* _Exercice court 1_
Recopiez le passage de l'article sur le sommet de Paris compris entre « Les chefs d’État » et « de fiscalité internationale. », ces deux bornes incluses.
* _Exercice court 2_
Résumez en deux phrases l'article sur le sommet de Paris.

* _Extrait du document_
=-=-=-=-=
Les chefs d’État et les représentants de la société civile se sont accordés, ce vendredi 23 juin à Paris lors du sommet pour un nouveau pacte financier, sur une marche à suivre commune pour « réformer en profondeur » le financement du développement. Des progrès ont été réalisés en ce qui concerne la réallocation des droits de tirage spéciaux, mais le sommet n’a pas permis de réaliser les avancées escomptées en matière de fiscalité internationale.
Les participants se sont engagés à intensifier les actions en faveur des pays surendettés, en augmentant la force de frappe financière des institutions publiques et privées et en créant de nouvelles suspensions de dette en cas de catastrophes climatiques.
« Aucun pays ne doit avoir à choisir entre la réduction de la pauvreté et la lutte contre le changement climatique », a déclaré le président français et président du sommet Emmanuel Macron.
La conférence, qui ne bénéficiait d’aucun mandat international pour conclure un accord contraignant, a néanmoins réussi à « briser les tabous » et à assurer une forte représentation des pays les plus vulnérables, estime le président kenyan William Ruto.
=-=-=-=-=
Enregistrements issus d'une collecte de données
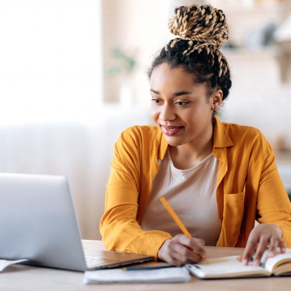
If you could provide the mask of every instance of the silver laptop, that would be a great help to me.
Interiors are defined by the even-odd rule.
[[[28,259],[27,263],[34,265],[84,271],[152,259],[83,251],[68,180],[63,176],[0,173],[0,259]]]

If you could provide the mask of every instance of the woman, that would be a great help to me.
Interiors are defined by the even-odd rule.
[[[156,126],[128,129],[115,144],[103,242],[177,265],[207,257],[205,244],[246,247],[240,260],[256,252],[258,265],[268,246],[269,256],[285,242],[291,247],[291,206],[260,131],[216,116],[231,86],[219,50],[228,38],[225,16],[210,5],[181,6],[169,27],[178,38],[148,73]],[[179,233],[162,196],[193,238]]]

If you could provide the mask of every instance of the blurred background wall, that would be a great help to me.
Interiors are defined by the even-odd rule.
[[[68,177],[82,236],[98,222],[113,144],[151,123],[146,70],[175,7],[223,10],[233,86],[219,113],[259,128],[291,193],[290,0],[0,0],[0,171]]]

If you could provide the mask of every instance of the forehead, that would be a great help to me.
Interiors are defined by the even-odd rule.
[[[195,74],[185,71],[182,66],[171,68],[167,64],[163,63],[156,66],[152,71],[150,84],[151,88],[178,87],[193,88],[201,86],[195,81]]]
=-=-=-=-=
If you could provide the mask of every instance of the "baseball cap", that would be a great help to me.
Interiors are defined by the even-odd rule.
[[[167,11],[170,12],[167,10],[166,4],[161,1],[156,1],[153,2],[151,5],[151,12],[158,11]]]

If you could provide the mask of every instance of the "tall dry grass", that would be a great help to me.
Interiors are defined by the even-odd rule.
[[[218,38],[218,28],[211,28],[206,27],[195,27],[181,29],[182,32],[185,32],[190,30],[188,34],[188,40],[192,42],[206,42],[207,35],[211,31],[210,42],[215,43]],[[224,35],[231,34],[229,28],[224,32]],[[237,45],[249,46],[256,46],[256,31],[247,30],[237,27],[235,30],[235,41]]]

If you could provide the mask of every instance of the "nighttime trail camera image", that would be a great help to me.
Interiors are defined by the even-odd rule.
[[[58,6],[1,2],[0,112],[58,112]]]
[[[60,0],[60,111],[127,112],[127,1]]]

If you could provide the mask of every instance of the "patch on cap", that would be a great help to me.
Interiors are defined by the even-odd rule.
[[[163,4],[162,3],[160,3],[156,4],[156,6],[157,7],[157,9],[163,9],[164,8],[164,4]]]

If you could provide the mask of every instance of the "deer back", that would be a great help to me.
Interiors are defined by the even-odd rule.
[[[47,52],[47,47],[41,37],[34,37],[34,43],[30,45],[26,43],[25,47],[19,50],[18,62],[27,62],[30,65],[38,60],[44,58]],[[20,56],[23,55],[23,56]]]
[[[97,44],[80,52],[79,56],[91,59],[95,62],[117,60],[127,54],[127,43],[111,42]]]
=-=-=-=-=
* _Réponse attendue 1_
Les chefs d’État et les représentants de la société civile se sont accordés, ce vendredi 23 juin à Paris lors du sommet pour un nouveau pacte financier, sur une marche à suivre commune pour « réformer en profondeur » le financement du développement. Des progrès ont été réalisés en ce qui concerne la réallocation des droits de tirage spéciaux, mais le sommet n’a pas permis de réaliser les avancées escomptées en matière de fiscalité internationale.

* _Réponse attendue 2_
Le 23 juin à Paris, lors du sommet pour un nouveau pacte financier, chefs d'État et représentants de la société civile se sont accordés sur une marche à suivre commune pour réformer le financement du développement, avec des progrès sur la réallocation des droits de tirage spéciaux mais sans les avancées escomptées en fiscalité internationale. Les participants se sont engagés à intensifier les actions en faveur des pays surendettés, notamment par de nouvelles suspensions de dette en cas de catastrophes climatiques, et le président kenyan William Ruto estime que la conférence, dépourvue de mandat pour conclure un accord contraignant, a néanmoins réussi à briser les tabous.